What you have to do:
Scan the data below for the string "image". Show every line where it turns up.

Saved entries:
____________

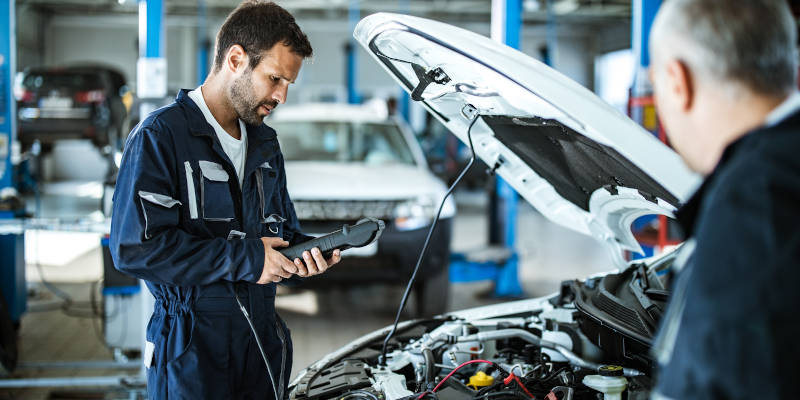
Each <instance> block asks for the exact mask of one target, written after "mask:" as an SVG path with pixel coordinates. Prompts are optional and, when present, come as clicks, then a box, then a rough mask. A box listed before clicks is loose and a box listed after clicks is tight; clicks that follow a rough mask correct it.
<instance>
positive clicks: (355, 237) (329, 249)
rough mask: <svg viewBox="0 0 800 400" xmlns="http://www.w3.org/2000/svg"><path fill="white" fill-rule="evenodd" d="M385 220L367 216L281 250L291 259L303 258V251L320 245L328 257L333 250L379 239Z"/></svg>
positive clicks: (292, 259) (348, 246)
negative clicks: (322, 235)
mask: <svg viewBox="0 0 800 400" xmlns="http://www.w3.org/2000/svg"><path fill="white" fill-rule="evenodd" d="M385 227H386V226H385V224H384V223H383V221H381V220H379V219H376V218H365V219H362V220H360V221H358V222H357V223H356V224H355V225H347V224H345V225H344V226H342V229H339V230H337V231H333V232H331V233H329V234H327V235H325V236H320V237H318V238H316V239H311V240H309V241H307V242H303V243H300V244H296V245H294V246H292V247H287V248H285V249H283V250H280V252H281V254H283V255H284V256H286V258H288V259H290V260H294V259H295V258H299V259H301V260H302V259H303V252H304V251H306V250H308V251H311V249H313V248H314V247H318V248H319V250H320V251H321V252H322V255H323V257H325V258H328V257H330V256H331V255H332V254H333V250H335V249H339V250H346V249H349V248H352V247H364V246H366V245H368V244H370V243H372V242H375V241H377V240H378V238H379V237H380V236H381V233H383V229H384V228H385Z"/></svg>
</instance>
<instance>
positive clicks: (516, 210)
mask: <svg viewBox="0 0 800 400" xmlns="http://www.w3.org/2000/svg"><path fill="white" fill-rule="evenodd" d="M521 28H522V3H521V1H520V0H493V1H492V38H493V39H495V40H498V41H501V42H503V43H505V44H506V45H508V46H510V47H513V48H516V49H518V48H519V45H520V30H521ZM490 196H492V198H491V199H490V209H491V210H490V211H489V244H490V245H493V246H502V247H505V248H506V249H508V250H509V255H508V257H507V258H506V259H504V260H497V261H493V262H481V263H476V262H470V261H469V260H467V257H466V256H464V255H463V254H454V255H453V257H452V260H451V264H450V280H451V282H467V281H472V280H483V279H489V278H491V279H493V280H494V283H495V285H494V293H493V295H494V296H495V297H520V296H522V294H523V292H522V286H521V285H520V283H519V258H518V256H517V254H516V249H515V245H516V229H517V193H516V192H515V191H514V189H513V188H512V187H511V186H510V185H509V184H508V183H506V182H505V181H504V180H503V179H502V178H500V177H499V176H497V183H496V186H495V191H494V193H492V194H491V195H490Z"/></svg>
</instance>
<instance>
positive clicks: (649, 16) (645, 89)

____________

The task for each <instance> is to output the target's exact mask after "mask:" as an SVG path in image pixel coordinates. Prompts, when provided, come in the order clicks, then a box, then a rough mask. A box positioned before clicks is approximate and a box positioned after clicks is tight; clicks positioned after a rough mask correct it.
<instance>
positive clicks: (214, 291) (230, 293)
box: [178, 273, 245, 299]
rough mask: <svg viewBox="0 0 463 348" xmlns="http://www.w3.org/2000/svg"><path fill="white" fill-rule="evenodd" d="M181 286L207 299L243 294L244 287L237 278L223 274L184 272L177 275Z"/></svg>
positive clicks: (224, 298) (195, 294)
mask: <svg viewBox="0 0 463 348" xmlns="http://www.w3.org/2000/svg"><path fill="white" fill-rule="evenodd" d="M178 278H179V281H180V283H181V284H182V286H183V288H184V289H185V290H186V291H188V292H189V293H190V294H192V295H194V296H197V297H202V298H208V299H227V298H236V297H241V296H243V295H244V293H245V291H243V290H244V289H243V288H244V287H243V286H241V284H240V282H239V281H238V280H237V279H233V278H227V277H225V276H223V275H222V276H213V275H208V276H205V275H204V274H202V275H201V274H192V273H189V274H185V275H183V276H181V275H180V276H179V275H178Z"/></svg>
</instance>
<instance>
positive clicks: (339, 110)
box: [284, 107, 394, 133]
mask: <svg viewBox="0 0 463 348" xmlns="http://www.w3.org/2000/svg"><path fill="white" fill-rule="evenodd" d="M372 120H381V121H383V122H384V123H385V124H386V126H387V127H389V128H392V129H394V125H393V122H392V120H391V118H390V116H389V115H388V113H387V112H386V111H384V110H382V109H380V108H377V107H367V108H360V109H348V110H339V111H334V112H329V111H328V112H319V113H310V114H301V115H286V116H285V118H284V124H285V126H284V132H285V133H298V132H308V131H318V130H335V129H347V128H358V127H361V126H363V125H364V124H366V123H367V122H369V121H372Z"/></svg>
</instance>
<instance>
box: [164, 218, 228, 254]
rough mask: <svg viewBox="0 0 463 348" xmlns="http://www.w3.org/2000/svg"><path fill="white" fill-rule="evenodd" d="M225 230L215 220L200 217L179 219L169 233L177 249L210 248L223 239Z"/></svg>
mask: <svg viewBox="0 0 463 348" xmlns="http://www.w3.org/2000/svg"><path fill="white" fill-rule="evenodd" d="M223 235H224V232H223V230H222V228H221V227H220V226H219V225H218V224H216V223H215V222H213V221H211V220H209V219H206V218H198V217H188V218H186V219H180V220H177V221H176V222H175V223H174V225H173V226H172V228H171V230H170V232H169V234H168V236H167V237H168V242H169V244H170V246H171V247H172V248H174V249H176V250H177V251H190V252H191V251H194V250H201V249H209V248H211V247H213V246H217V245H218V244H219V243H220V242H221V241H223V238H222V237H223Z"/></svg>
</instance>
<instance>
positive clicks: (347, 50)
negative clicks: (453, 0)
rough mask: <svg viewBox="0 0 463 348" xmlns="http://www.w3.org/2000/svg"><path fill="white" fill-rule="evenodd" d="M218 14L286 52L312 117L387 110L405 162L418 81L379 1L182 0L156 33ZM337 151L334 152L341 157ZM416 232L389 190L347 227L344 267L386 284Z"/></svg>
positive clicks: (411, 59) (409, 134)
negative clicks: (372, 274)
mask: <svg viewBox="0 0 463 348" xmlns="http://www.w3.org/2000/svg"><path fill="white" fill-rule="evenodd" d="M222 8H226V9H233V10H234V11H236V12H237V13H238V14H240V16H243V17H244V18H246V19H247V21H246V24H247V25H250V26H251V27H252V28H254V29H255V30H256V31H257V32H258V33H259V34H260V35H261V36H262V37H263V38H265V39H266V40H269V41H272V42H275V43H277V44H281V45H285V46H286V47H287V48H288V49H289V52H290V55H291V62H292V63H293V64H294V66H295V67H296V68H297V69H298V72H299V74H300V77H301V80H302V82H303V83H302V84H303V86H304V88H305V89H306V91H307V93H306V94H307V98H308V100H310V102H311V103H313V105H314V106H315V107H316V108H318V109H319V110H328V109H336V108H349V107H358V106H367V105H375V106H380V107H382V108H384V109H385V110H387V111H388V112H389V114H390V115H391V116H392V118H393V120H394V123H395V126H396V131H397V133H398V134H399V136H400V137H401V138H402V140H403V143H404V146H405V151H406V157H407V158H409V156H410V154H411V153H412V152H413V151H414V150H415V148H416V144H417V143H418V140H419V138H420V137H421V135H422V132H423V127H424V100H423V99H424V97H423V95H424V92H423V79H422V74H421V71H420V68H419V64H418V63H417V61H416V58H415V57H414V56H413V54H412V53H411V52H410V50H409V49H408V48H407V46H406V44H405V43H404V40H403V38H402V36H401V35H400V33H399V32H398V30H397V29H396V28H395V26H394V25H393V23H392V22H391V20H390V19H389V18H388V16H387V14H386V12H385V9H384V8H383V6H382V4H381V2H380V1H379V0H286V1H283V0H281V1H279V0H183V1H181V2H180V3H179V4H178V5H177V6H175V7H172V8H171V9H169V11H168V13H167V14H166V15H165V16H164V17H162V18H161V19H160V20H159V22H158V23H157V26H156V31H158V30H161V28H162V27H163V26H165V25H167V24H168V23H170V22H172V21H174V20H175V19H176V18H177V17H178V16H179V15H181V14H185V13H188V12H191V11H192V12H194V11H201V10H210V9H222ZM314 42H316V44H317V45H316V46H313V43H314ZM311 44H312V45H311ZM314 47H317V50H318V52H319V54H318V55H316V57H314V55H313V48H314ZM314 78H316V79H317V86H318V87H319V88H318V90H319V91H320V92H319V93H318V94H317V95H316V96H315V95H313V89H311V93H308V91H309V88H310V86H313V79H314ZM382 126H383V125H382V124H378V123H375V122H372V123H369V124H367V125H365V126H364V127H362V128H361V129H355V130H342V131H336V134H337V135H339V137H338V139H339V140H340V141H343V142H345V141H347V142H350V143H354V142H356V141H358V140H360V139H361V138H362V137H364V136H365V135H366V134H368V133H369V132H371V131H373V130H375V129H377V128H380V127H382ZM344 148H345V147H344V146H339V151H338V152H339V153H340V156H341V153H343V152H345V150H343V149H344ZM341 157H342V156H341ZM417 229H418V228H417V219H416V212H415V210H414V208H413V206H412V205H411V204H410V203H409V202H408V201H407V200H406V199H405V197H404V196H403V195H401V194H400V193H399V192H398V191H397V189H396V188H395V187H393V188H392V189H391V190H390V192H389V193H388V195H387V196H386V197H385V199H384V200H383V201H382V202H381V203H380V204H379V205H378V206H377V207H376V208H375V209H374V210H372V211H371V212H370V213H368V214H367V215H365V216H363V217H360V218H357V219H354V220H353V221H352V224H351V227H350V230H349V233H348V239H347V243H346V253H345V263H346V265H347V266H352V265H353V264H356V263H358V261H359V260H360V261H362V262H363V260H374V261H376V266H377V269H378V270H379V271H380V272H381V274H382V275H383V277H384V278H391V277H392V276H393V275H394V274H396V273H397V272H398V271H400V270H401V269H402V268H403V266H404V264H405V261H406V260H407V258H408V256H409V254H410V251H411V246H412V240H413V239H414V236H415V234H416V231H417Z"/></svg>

____________

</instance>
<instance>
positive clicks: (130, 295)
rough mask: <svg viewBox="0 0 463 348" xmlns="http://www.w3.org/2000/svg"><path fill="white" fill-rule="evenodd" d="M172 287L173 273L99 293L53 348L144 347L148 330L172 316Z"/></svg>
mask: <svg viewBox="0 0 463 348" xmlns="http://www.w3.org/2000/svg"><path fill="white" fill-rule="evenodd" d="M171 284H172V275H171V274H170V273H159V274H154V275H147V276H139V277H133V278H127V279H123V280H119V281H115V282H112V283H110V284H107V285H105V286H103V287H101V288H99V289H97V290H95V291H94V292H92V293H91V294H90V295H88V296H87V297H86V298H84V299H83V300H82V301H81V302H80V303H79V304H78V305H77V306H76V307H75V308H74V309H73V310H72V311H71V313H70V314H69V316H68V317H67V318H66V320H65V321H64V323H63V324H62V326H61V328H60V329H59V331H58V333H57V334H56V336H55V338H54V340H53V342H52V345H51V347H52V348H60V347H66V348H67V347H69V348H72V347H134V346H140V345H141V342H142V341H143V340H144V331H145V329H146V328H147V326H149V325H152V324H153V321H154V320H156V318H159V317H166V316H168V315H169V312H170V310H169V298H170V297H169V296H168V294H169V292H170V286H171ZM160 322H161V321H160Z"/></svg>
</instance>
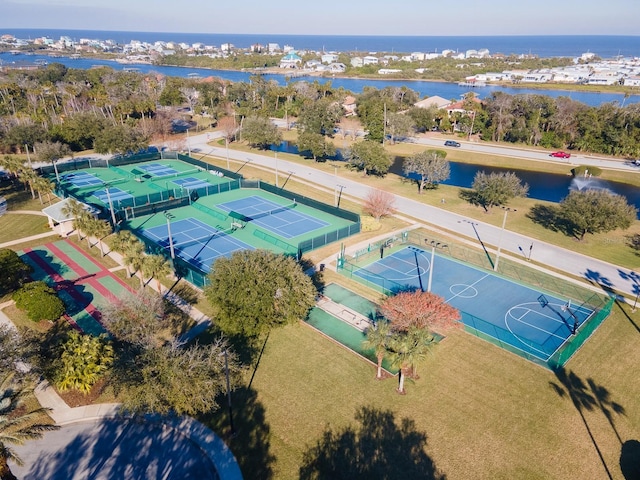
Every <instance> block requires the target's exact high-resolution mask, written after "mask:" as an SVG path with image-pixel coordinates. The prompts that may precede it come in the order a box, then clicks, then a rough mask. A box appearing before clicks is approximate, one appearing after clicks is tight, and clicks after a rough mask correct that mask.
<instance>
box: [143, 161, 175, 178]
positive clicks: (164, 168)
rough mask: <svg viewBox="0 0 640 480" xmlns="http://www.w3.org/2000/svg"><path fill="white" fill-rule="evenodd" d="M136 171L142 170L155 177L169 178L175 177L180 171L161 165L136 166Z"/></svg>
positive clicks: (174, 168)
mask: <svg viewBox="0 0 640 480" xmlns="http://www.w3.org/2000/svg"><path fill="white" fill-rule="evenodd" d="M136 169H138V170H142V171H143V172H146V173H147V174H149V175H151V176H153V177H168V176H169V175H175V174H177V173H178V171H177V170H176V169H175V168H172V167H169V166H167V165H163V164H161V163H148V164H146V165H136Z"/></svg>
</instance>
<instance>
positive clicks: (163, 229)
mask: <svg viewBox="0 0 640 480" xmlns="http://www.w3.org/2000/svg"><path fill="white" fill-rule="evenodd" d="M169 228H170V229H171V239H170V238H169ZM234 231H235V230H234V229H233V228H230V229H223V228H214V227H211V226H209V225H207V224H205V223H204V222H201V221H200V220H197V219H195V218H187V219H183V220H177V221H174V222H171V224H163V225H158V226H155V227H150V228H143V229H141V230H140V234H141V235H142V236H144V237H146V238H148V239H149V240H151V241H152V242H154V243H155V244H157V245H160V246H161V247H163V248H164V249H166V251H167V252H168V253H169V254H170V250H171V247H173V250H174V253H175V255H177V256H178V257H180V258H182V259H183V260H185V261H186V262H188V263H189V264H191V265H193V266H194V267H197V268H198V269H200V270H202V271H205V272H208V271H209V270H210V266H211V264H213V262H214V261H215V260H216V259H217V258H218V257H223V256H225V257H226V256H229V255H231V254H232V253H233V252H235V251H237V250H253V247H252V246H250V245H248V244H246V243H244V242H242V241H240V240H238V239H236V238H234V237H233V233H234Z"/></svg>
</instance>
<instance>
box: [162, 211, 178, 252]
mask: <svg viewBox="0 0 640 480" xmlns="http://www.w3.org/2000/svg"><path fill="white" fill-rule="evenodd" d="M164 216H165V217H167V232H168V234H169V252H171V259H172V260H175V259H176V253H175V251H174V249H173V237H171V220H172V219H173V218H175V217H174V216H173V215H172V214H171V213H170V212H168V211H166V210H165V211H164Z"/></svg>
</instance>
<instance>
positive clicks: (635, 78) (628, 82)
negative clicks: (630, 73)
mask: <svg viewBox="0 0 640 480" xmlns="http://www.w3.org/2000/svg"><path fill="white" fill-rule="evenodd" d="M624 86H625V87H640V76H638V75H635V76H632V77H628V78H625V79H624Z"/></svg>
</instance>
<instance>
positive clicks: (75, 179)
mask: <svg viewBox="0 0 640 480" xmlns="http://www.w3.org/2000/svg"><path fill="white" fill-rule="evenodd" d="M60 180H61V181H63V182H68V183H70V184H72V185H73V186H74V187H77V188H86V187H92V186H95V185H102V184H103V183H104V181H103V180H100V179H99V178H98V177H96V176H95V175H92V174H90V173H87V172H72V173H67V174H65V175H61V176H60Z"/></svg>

____________

Completed exercise:
The task for each <instance> is to output the target's exact mask after "mask:" as an SVG path in image pixel coordinates. Prompts, when provided, come in the order clicks, then a box, then a rough mask. A box positioned before clicks is approximate and a box positioned after clicks is tight; clicks positioned after a rough mask correct it.
Every <instance> block requires the target's exact high-resolution mask, written after "mask:" as an SVG path with image-pixel coordinates. The prompts that may precede it come in the order a box, then clicks, then a rough mask. A box appearing before clicks is approximate, one appearing after clicks is tight, and clicks after a rough mask correct that mask.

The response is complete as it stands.